● **ACTIVITY**
Copy exactly the stretch of data below from the line with "Would you please identify the banner" through the line with "Would you please identify the building", including both of those lines.

● **TASK DATA**
○ ○ ○ ○ ○ ○ ○

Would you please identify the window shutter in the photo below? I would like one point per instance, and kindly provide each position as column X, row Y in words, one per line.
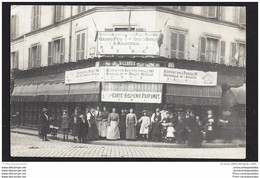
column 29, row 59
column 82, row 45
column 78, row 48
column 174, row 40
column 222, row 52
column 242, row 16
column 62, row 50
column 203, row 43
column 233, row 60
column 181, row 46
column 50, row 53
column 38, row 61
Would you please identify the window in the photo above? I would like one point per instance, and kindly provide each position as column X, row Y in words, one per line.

○ ○ ○ ○ ○ ○ ○

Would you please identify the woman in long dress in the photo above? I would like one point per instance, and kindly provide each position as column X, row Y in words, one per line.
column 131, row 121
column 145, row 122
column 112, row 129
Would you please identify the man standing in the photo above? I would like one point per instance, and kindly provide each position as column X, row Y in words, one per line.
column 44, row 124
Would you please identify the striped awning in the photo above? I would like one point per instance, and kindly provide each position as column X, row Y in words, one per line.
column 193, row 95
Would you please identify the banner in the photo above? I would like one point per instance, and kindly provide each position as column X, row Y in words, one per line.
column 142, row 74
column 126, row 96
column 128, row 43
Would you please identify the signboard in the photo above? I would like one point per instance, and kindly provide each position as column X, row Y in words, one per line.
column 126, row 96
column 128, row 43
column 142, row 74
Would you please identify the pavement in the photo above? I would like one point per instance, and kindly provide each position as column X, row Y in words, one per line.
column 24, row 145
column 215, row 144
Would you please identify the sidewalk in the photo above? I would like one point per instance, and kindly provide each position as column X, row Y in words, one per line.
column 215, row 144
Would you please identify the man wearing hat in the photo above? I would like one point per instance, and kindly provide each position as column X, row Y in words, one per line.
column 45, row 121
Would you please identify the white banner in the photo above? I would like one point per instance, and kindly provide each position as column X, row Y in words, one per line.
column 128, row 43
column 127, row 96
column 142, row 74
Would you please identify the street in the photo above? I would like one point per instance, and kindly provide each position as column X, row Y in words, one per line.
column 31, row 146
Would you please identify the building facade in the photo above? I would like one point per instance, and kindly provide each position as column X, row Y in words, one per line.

○ ○ ○ ○ ○ ○ ○

● **WRITTEN RESPONSE**
Would you please identify the banner in the photo above? I would like one point per instance, and kindly provide each position as column X, row Y in words, one per line.
column 142, row 74
column 126, row 96
column 128, row 43
Would you please identify the signboard in the photo above? I would like one point per instance, and kindly provide each position as column X, row Y in words, one per line.
column 126, row 96
column 128, row 43
column 142, row 74
Would you please identify the pavement in the photo above? I would like one point per instance, and kindly provide each position as column X, row Y in words, one per line.
column 24, row 145
column 215, row 144
Would you please identify the sidewalk in the photo above? I would like one point per instance, and kindly provide each position as column X, row Y in words, one per line.
column 215, row 144
Would you please identify the man wearing hat in the photo above? I would like one point per instance, and kindly provide each position as column X, row Y in words, one per line.
column 45, row 121
Would you please identify the white banner in the photo above? I would like one point per instance, and kindly provide each position as column X, row Y in words, one per line.
column 128, row 43
column 127, row 96
column 142, row 74
Would you please identify the street in the photo above? I would like one point per instance, and kindly provide each position as column X, row Y in words, one per line.
column 31, row 146
Would you please identify the building facade in the photo above? I would like one point per instance, and kindly provide each position as column X, row Y in words, one per line.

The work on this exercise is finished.